= DOCUMENT SECTION =
+ + + + + + +

ECONOMIC REVIEW THIRD QUARTER 1995

The differences in the two measures further
result in different statistical associations between
macroeconomic variables. We find that the purer
measure of reserve-requirement effects generally
has strong statistical associations with both inflation and real GNP growth. The deposit-flow
effects, which cloud the measures of reserve
requirement changes under the current methodologies, do not have a similar strong relationship
to these macroeconomic variables. In fact, the
evidence suggests that the statistical relationships
are quite different for the reserve-requirement
effects and the deposit-flow effects. As such, our
findings raise serious concerns about using conventional measures of the monetary base, which
presume the effects of reserve requirements and
deposit flows are the same.
The secondary aim of this article is to
provide a better measure of reserve requirement
ratio changes. Our efforts in this vein should be
viewed as an approximation. One would need
individual bank data to accurately measure the
reserve-requirement effect. Based on our approximation, however, the conventional wisdom is
challenged; that is, the measurement of reserve
requirement ratio changes does not represent a
mere second-order concern. Current approaches
are not sufficient statistics for reserve requirement
ratio changes. In contrast to the general view, we
believe that it is useful to provide an accurate time
series of reserve requirement ratio changes and
that this measurement is potentially an important
issue for economists in many macroeconomic,
monetary, and financial applications.

Notes

The authors thank John Duca, Milton Friedman, Bill
Gavin, Rik Hafer, Evan Koenig, Allan Meltzer, Manfred
Neumann, Stephen Prowse, Dan Thornton, and Mark
Wynne for helpful comments on earlier drafts of this
article. Any remaining errors are our own.
George Tolley (1957, 466) also discusses a measure of
changes in the average reserve requirement ratio. His
construction of average reserve requirements is “jointly
determined by government, banks, and the non-bank
public.” However, Tolley’s concept of an average reserve requirement ratio is quite different from Brunner’s.
Tolley includes currency in his definition of reserve
base. Thus, currency has a reserve requirement ratio of
1, and Tolley’s notion is more like a money multiplier,
though he refers to it as a reserve requirement ratio.
Brunner focuses on liberated reserves exclusively
through changes in reserves that are required against
deposits, rather than both currency and deposits.
This criticism applies equally to the Board adjustment
factor. Because essentially the same criticisms apply,
we focus on the St. Louis measure. Moreover, Haslag

and Hein (1992, forthcoming) provide evidence
suggesting that the St. Louis measure is more closely
related to macroeconomic activity, in a statistical
sense, than the Board measure.
Here, we take the liberty of treating the adjustment
factor equations as if there is one kind of deposits
against which reserves must be held. In reality, there
are different types of deposits (for example, savings
and demand deposits) and bank characteristics (for
example, reserve city, nonreserve city, small) that
determine the level of a particular bank’s required
reserves. Anderson and Jordan are careful to specify
that the construction procedure for demand deposits
also applies to savings accounts. The appropriate
vector representation of D and r are omitted without
loss of insight into the problems we are identifying.

+ + + + + + +

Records
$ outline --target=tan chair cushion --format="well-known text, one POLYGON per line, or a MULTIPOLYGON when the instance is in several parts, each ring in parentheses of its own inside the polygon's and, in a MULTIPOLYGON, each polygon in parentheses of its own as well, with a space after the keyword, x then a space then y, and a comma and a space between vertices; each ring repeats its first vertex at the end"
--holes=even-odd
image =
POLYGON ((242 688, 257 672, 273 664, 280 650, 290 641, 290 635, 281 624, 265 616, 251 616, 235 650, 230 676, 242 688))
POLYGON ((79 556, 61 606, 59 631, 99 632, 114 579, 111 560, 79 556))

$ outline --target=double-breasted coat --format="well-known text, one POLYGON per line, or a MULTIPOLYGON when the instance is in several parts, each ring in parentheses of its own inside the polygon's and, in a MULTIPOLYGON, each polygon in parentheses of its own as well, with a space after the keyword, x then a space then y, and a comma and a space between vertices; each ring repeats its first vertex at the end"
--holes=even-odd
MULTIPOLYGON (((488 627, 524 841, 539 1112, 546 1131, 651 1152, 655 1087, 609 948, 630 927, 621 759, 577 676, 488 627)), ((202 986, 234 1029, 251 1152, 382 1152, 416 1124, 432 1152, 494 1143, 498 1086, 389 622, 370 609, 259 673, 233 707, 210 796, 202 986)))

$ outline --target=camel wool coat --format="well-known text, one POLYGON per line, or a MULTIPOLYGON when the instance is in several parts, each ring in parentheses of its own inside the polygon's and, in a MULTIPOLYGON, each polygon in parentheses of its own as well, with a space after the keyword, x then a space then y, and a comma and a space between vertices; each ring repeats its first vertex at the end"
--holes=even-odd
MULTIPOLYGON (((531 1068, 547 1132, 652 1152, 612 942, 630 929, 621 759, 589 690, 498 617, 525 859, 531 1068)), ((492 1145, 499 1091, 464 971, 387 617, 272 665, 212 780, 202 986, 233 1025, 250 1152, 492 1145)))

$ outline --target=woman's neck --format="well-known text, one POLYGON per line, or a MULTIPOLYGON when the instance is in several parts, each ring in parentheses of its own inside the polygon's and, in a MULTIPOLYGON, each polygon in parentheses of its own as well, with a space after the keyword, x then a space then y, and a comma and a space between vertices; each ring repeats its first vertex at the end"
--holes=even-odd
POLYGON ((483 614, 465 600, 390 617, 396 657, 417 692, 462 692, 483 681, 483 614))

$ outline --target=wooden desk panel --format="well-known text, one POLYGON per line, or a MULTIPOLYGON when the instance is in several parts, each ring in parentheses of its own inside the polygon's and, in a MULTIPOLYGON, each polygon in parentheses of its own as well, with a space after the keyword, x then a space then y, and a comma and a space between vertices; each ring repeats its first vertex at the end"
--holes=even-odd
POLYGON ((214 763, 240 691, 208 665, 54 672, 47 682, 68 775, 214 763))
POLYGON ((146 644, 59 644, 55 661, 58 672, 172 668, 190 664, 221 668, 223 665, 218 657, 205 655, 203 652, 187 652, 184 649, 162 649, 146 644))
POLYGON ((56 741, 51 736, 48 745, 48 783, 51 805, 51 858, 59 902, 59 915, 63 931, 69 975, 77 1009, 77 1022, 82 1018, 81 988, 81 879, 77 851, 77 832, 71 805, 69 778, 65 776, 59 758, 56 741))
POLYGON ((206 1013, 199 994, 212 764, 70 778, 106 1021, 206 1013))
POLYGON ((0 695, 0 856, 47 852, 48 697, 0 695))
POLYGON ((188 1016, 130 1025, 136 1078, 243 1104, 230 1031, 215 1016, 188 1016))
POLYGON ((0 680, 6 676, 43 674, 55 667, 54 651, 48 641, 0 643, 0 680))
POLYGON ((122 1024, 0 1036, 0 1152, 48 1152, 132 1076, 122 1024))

+ + + + + + +

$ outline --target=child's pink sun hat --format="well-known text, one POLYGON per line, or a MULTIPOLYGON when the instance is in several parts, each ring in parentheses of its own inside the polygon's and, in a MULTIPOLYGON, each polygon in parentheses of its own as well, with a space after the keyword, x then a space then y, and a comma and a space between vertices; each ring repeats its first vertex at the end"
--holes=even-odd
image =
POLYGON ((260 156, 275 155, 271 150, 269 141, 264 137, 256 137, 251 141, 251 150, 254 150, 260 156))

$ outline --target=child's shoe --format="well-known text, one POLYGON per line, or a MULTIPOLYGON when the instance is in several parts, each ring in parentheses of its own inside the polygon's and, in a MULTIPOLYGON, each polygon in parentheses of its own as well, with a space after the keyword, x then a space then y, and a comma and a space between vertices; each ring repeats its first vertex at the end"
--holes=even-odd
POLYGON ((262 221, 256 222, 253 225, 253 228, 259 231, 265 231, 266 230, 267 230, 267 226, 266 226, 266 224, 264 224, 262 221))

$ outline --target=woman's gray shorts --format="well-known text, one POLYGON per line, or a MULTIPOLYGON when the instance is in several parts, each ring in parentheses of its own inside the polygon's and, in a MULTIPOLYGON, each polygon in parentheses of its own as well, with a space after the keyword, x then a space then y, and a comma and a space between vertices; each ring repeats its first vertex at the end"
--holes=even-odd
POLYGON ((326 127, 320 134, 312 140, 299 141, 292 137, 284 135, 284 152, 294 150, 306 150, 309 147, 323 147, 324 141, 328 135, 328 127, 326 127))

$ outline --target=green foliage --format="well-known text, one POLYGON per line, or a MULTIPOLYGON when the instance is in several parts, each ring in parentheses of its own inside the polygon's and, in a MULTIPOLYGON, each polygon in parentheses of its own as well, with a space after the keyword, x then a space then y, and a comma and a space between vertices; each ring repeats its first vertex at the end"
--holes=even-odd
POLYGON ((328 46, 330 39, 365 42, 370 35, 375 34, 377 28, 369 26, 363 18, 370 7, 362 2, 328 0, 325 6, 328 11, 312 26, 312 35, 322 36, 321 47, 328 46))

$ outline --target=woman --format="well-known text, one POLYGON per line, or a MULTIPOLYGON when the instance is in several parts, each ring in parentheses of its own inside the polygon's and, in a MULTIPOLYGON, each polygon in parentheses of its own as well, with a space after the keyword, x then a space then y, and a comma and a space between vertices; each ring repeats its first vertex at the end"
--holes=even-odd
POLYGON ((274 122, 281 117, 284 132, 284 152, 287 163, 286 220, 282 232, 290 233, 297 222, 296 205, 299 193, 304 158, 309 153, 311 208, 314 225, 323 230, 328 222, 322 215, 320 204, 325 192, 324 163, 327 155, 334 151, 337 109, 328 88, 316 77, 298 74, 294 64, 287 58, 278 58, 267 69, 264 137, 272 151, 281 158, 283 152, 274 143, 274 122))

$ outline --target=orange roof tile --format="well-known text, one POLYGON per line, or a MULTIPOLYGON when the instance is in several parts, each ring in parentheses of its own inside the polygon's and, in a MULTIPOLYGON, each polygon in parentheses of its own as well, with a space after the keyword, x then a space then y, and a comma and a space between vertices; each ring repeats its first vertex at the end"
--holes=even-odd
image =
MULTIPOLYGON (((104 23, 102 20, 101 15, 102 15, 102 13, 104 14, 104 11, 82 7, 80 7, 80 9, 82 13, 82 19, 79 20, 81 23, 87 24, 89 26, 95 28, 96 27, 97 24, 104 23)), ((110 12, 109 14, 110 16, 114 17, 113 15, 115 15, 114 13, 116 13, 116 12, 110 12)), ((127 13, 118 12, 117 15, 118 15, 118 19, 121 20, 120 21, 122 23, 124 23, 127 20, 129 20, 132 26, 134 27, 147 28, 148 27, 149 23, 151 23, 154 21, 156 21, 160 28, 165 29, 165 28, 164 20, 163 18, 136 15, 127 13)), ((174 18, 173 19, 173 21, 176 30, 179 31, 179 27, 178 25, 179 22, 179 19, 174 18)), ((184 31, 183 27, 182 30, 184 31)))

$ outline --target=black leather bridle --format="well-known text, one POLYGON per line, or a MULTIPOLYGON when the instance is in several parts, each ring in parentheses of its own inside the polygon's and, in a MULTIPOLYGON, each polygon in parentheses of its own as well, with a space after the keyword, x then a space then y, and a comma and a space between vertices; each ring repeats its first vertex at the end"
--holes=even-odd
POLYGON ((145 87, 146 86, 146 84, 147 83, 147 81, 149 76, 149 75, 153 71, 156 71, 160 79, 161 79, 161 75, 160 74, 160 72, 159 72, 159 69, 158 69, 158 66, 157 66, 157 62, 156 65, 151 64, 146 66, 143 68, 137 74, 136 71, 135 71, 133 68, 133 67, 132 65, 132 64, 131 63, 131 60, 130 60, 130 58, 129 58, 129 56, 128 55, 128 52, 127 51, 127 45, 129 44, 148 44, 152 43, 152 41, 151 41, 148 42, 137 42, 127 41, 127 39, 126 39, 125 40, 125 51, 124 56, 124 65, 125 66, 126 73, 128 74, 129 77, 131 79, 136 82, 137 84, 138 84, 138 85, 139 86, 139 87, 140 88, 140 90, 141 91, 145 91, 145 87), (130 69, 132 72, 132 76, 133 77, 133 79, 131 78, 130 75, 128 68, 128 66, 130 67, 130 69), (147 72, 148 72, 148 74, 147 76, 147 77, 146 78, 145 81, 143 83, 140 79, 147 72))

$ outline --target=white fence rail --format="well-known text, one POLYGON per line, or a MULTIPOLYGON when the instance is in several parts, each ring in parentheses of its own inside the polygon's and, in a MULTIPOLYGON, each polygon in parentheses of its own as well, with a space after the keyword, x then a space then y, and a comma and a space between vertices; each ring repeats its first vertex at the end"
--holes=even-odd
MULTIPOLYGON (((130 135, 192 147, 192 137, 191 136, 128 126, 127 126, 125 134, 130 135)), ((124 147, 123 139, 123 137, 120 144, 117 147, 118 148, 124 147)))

+ + + + + + +

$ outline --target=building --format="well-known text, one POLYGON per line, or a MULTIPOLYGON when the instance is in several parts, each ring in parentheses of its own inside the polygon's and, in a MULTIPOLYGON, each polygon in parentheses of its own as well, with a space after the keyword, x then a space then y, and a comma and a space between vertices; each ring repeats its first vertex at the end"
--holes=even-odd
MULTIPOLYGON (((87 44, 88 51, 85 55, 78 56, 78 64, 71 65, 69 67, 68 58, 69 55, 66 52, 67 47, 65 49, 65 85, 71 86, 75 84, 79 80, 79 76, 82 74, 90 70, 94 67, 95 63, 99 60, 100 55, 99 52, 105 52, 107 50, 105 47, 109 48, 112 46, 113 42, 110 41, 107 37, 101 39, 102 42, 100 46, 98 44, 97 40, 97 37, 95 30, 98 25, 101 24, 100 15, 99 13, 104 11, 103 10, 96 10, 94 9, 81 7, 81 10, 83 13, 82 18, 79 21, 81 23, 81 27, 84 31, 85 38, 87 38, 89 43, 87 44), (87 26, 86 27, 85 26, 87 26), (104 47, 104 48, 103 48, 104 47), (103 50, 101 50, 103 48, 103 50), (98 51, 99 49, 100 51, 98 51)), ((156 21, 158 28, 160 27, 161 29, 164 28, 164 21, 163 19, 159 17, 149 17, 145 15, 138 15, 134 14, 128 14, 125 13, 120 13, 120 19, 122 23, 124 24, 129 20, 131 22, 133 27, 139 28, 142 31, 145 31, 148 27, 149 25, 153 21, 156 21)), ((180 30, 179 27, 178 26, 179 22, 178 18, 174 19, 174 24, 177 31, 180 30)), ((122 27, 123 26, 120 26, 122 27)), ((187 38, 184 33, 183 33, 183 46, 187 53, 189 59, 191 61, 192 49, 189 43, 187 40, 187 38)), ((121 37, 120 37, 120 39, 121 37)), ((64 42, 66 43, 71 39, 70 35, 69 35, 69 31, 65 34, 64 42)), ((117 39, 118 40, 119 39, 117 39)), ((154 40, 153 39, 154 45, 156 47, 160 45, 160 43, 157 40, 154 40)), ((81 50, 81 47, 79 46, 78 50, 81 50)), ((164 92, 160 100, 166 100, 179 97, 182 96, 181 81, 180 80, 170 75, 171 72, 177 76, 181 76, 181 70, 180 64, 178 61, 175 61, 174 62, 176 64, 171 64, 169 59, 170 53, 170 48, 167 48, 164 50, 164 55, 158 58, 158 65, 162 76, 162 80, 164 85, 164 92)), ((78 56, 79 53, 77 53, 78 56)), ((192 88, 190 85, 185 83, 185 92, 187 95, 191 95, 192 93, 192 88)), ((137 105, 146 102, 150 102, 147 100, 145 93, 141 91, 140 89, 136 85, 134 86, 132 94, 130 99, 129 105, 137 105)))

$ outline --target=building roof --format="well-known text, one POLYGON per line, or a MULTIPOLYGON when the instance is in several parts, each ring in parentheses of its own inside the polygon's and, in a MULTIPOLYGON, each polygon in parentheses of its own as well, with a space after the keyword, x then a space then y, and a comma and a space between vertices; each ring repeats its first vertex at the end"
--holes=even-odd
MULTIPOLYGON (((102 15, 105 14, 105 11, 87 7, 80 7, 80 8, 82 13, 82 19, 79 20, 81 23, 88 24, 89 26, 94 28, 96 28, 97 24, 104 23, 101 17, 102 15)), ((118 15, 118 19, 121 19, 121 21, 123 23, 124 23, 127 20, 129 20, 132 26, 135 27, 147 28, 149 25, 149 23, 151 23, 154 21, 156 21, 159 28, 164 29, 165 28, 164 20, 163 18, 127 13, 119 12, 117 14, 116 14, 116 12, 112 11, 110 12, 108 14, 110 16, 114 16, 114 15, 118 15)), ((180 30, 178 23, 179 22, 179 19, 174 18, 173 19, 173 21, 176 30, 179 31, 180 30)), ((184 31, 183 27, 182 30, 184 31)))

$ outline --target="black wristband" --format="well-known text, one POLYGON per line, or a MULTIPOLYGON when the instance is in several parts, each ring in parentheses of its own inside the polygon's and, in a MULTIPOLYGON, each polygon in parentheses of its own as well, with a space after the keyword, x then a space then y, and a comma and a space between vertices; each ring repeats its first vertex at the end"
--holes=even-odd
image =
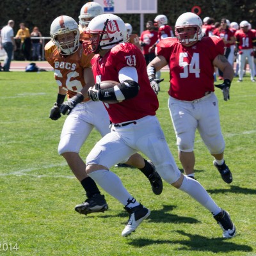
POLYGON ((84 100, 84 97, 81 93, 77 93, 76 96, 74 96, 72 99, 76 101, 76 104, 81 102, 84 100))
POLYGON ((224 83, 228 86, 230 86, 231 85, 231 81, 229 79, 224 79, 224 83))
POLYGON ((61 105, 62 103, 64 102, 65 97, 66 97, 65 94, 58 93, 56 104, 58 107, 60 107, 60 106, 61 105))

+ + + + + + +

= TO DO =
- a) Answer these questions using the reserve requirement excerpt:
(i) Which two kinds of effects does the excerpt say have quite different statistical relationships?
(ii) What would be needed to accurately measure the reserve-requirement effect?
(iii) What does Tolley include in his definition of reserve base?
- b) Reproduce word for word the part of the reserve requirement excerpt starting at "The authors thank" and ending at "different from Brunner’s.".

= ANSWERS TO THE EXERCISE =
- a)
(i) The reserve-requirement effects and the deposit-flow effects.
(ii) Individual bank data.
(iii) Currency.

- b)
The authors thank John Duca, Milton Friedman, Bill
Gavin, Rik Hafer, Evan Koenig, Allan Meltzer, Manfred
Neumann, Stephen Prowse, Dan Thornton, and Mark
Wynne for helpful comments on earlier drafts of this
article. Any remaining errors are our own.
George Tolley (1957, 466) also discusses a measure of
changes in the average reserve requirement ratio. His
construction of average reserve requirements is “jointly
determined by government, banks, and the non-bank
public.” However, Tolley’s concept of an average reserve requirement ratio is quite different from Brunner’s.